MATERIAL PROVIDED —
__________
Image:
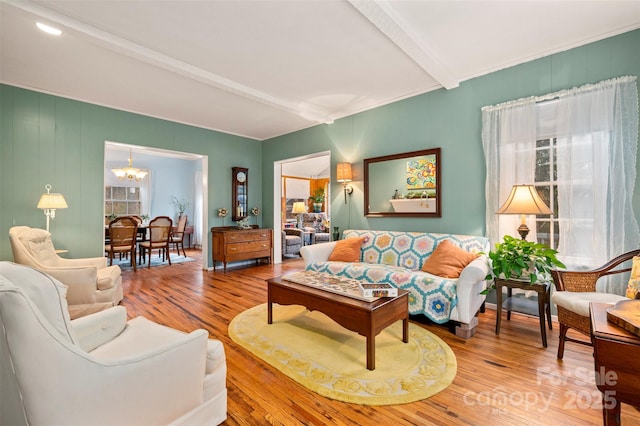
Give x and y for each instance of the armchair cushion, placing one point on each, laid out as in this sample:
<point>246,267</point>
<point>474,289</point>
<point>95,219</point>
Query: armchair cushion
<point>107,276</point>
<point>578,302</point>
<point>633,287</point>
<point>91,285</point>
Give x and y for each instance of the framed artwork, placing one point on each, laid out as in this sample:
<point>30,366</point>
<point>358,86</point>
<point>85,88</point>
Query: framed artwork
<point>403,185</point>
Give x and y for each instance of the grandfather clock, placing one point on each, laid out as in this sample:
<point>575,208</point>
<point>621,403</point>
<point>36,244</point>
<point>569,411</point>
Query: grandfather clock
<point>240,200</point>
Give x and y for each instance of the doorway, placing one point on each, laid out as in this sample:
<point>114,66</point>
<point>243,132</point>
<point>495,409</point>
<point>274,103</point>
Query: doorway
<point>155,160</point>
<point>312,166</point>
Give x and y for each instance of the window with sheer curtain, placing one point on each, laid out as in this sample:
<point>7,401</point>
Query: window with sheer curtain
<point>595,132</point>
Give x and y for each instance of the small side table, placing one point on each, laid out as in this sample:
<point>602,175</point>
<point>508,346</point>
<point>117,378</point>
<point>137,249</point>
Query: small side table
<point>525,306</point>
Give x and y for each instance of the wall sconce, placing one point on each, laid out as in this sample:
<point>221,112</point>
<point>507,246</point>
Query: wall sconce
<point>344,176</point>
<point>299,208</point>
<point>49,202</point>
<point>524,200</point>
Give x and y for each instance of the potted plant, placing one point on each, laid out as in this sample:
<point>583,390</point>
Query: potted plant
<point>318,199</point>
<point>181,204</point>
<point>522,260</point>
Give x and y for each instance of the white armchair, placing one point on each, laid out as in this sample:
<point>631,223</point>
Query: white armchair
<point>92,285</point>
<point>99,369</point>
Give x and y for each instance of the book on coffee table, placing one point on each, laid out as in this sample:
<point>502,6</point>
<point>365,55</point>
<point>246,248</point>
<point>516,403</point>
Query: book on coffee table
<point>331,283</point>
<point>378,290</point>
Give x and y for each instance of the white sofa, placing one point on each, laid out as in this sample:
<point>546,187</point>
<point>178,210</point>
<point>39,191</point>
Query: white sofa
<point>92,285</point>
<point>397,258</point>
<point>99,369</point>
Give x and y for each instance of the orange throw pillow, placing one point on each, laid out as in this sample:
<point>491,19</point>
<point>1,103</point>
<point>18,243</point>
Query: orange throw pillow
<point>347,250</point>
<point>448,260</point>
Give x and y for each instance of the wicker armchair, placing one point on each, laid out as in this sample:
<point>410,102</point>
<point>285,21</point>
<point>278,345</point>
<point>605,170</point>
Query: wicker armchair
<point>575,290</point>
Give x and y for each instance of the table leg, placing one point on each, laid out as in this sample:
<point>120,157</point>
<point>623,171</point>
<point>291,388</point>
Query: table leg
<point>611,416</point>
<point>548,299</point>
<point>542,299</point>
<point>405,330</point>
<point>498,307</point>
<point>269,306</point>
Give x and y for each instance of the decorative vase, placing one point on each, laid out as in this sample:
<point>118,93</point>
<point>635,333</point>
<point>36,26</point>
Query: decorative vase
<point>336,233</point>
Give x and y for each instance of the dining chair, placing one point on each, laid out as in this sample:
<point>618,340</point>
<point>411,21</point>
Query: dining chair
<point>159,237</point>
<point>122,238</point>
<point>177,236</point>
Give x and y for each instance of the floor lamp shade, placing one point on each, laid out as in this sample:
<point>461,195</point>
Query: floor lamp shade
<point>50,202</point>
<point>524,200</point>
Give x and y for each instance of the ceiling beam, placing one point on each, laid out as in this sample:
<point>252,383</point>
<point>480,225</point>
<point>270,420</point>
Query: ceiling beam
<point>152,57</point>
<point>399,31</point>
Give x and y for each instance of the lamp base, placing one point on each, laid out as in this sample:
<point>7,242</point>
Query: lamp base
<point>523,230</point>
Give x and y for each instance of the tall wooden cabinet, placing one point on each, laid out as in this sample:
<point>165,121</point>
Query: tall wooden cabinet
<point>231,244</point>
__________
EXERCISE TASK —
Copy every one of the records above word for word, but leave out the pictures.

SOLUTION —
Image:
Give x and y for each instance of the armchair cushion, placing one point on each, laid out as in this sample:
<point>246,267</point>
<point>474,289</point>
<point>95,219</point>
Query: armchair cushion
<point>107,276</point>
<point>578,302</point>
<point>633,287</point>
<point>91,285</point>
Give x and y for each instance of the framed artwork, placing one point on each, laid out as in this sample:
<point>30,366</point>
<point>358,86</point>
<point>85,88</point>
Query: framed artwork
<point>403,185</point>
Give x and y for each instance of the grandfather clock, placing one point on each, laid out as in this sample:
<point>575,208</point>
<point>621,403</point>
<point>36,244</point>
<point>569,411</point>
Query: grandfather clock
<point>240,200</point>
Give x and y for each instance of the doorway, placing one point on each, laid out as in this sample:
<point>114,66</point>
<point>243,132</point>
<point>495,409</point>
<point>274,103</point>
Query: doorway
<point>155,160</point>
<point>312,166</point>
Give x and y for each instance of the window with sheer curtain, placing one point on each, laid out as in this sample:
<point>7,401</point>
Query: window with sheer curtain
<point>595,132</point>
Give x and y for each instance of the small side table, placing one point on each, laid out as in this sample:
<point>602,175</point>
<point>508,346</point>
<point>117,378</point>
<point>137,249</point>
Query: small side table
<point>525,306</point>
Give x and y for each instance of the wall sconce, placing one point on each, laid out as in this sample:
<point>221,112</point>
<point>507,246</point>
Query: wall sconce
<point>344,176</point>
<point>299,208</point>
<point>49,202</point>
<point>524,200</point>
Give x and y for each instance of the potted plant, placing one point on each, laid out as in this sample:
<point>583,390</point>
Query: potted plant
<point>318,199</point>
<point>181,204</point>
<point>522,260</point>
Give x and y for each instance of the white armchair, placing one point on each, laid out as in this sample:
<point>631,223</point>
Query: white armchair
<point>92,285</point>
<point>99,369</point>
Give x and y for each instance of the book on coffee table, placing one point on each, laid out as in this sample:
<point>502,6</point>
<point>365,55</point>
<point>246,248</point>
<point>516,403</point>
Query: book on coffee table
<point>331,283</point>
<point>378,290</point>
Give x and y for each instance of the white sofa, placing one point on each, laid out as in this sample:
<point>546,187</point>
<point>178,210</point>
<point>39,191</point>
Query: white sofa
<point>92,285</point>
<point>397,258</point>
<point>99,369</point>
Give x and y for each instance of the orange throw pillow, placing one point on each, laid out as in this sample:
<point>491,19</point>
<point>1,103</point>
<point>18,243</point>
Query: orange throw pillow
<point>347,250</point>
<point>448,260</point>
Give x and y for each instance of the wicker armchair, placing one point on each, laid out as in this sample:
<point>410,102</point>
<point>285,21</point>
<point>278,345</point>
<point>605,170</point>
Query: wicker armchair
<point>575,290</point>
Give x and y for each instance of the table leg, placing one point on each, laid out as in this sample:
<point>120,157</point>
<point>623,171</point>
<point>291,388</point>
Query: table leg
<point>611,416</point>
<point>548,299</point>
<point>542,299</point>
<point>405,330</point>
<point>498,307</point>
<point>269,306</point>
Give x and y for each instance of the decorative vase, placing one point on each, laid out as in this sample:
<point>118,93</point>
<point>635,333</point>
<point>36,26</point>
Query: decorative vase
<point>336,233</point>
Give x and y for each instance of the dining chair, placing one point on each, laid out as in this sample:
<point>618,340</point>
<point>411,21</point>
Query: dining chair
<point>159,237</point>
<point>122,238</point>
<point>177,236</point>
Give x and y for each instance of the floor lamp shade, placing one point on each, laid out as in this sample:
<point>461,195</point>
Query: floor lamp shade
<point>50,202</point>
<point>524,200</point>
Give x and y for each instance of the ceiling beam, placing one point on each, laid out as in this sample:
<point>252,383</point>
<point>480,225</point>
<point>270,420</point>
Query: ceiling beam
<point>152,57</point>
<point>399,31</point>
Give x and y for each instance of the lamp base, placing one point on each, laid out as in this sample:
<point>7,242</point>
Query: lamp base
<point>523,230</point>
Give x and y for each instance of the tall wooden cabinet, placing one point on each, laid out as in this sample:
<point>165,121</point>
Query: tall wooden cabinet
<point>231,244</point>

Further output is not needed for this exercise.